== Segment start ==
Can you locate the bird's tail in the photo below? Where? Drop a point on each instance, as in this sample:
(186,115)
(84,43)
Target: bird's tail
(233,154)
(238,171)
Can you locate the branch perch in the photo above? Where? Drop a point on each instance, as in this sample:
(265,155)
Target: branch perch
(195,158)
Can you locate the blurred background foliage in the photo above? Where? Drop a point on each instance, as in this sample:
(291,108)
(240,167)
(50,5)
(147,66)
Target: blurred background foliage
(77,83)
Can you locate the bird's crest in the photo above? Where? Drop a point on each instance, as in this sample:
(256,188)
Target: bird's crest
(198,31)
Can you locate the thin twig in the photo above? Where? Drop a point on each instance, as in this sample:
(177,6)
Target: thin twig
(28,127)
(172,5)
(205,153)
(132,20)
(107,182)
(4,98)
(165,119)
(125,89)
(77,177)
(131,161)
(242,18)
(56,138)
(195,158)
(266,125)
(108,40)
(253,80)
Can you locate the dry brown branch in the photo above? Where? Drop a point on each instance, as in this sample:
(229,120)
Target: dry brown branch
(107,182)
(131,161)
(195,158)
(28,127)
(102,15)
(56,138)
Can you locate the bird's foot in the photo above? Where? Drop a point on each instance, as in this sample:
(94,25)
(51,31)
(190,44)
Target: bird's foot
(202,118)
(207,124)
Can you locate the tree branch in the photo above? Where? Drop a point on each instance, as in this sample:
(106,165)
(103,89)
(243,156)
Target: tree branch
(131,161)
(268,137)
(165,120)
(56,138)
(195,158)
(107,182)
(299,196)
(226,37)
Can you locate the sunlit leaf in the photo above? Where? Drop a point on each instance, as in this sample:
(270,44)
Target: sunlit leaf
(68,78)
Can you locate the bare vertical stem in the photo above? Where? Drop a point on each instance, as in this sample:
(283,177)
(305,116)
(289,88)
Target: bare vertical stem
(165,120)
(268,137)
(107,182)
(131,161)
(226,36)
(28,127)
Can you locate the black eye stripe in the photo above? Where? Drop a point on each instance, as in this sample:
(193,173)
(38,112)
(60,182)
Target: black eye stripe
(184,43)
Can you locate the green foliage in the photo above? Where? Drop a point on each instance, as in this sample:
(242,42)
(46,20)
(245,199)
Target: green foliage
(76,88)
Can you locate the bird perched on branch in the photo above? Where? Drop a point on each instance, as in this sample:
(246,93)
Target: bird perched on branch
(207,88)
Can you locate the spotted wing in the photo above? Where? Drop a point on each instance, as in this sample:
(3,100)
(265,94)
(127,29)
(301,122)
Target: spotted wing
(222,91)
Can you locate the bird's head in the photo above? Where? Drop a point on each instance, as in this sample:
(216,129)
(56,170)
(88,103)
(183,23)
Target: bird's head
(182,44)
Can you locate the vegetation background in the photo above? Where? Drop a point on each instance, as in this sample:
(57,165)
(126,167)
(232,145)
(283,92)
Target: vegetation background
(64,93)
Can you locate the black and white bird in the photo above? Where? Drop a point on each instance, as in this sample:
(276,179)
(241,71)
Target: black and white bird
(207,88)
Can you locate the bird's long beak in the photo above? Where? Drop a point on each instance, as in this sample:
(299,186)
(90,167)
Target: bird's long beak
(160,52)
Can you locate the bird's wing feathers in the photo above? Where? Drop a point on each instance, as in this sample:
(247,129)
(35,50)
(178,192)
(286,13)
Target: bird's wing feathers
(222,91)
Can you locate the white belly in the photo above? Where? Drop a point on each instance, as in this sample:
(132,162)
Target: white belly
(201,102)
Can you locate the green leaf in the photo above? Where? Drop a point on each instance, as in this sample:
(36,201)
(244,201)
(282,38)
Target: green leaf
== Segment end ==
ASSIGNMENT: What this exercise calls for is a precise transcription of the material above.

TASK ANSWER:
Can you locate the bird's tail in the photo below? Where? Drop a point on each instance, as in this sample:
(186,115)
(84,43)
Target: bird's tail
(233,154)
(238,171)
Can you locate the branch perch in the photo above? Where? Drop a point on each instance, as in this sample:
(265,155)
Target: branch perch
(195,158)
Can you locate the blurred background foliage in the photo above? Where? Drop a point on each instance, as in this sample:
(291,108)
(240,167)
(50,5)
(147,66)
Target: blurred background foliage
(77,83)
Can you locate the bird's crest in the photo above? Where? Drop a point on each instance, as in this sample:
(256,188)
Target: bird's crest
(198,31)
Can you locate the thin twig in the photo above? Where? Drop a point on each instance, as in this sample:
(177,6)
Target: thin twig
(28,127)
(172,5)
(205,153)
(132,20)
(107,182)
(4,98)
(165,119)
(125,89)
(77,177)
(131,161)
(242,18)
(56,138)
(195,158)
(266,125)
(108,40)
(253,80)
Can you locate the dry brown branch in the photo above? Where? Drop a point on each instance, as in this sample:
(229,120)
Target: dry brown branch
(107,182)
(131,161)
(195,158)
(28,127)
(102,15)
(56,138)
Can you locate the bird's foot in the photo above? Where? Drop a point on each instance, as in this sample:
(94,25)
(51,31)
(190,44)
Target: bird's foot
(202,118)
(207,124)
Can you locate the tree branch in the photo above? Where? Drop a point on each instance, as in this sample:
(106,165)
(103,89)
(243,156)
Target: tree branch
(131,161)
(268,137)
(165,120)
(56,138)
(195,158)
(107,182)
(299,196)
(226,37)
Can you locate the sunlit leaf in the photo above? Where? Drop a point on each instance, as in this sample:
(270,44)
Target: sunlit leaf
(68,78)
Can you locate the bare vertical stem in the photo above? Where? Drop a point on each instance, as in this sample:
(283,177)
(305,116)
(289,88)
Target: bare vertical stem
(165,120)
(268,137)
(107,182)
(131,161)
(226,36)
(28,127)
Can you locate the black eye stripe in the photo above? Where? Drop a point on each instance, as in this sample:
(193,173)
(38,112)
(60,182)
Target: black eye stripe
(184,43)
Can you locate the green foliage in the photo above? Where? Drop a point on each instance, as in this sample:
(242,42)
(46,20)
(245,199)
Target: green foliage
(76,88)
Can you locate the bird perched on branch in the photo above? Where? Drop a point on each instance, as in this sample:
(246,93)
Target: bird perched on branch
(207,88)
Can you locate the spotted wing in the photo above? Where? Drop a point on each instance, as in this sample:
(3,100)
(265,94)
(127,29)
(301,122)
Target: spotted wing
(222,91)
Can you locate the bird's head in the photo above? Where? Drop a point on each instance, as in this sample:
(216,129)
(56,170)
(88,103)
(183,23)
Target: bird's head
(182,44)
Can you locate the vegetation background in the photo above? Where? Drop a point on each instance, as in this sample:
(57,165)
(126,167)
(232,145)
(283,92)
Target: vegetation background
(64,93)
Can you locate the black and white bird in the photo above? Where? Drop a point on each instance, as in this sample:
(276,179)
(241,71)
Target: black and white bird
(207,88)
Can you locate the bird's long beak in the photo above? Where? Drop a point on each instance, as in this sample:
(299,186)
(90,167)
Target: bird's long beak
(160,52)
Can you locate the bird's wing feathers in the photo above? Where? Drop a point on each instance, as in this sample:
(247,129)
(35,50)
(178,192)
(286,13)
Target: bird's wing feathers
(222,91)
Can you locate the white belly in the photo above? Where? Drop a point on each instance, as in this sample:
(132,162)
Target: white belly
(201,102)
Can you locate the green leaf in the photo above? Where? Drop a point on each instance, as in this sample:
(36,201)
(244,201)
(282,38)
Target: green leaf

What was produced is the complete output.